Requirements:
Show every line from the items below that contains the word "birch", copying each one unchanged.

# START OF Provided records

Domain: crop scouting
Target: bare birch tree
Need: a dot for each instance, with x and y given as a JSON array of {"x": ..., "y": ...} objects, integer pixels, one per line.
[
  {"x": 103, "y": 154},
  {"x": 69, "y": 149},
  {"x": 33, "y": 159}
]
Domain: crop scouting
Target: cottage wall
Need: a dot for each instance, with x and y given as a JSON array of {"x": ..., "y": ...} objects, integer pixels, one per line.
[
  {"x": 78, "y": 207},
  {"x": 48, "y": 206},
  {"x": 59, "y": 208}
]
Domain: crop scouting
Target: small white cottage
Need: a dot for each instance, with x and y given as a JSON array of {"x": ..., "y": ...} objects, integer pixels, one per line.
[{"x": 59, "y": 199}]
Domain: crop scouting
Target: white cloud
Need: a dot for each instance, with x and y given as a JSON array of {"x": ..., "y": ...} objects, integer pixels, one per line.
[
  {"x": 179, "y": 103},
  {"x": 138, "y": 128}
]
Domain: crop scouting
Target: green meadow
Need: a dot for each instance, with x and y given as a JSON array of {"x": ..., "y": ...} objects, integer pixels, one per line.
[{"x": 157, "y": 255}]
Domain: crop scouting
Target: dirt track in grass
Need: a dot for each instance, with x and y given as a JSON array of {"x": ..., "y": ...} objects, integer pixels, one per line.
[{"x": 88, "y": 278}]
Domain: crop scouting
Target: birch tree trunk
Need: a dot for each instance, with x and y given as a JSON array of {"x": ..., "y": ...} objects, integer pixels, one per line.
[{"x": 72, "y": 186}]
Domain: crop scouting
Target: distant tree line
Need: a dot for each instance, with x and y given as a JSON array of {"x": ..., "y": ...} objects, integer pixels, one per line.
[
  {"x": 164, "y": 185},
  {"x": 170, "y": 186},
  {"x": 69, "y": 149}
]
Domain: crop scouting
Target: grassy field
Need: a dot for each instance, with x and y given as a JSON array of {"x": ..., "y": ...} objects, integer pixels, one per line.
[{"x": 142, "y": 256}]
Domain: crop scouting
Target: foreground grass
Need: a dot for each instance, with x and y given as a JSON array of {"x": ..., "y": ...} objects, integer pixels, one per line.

# END OF Provided records

Worked answer:
Target: bare birch tree
Target: birch tree trunk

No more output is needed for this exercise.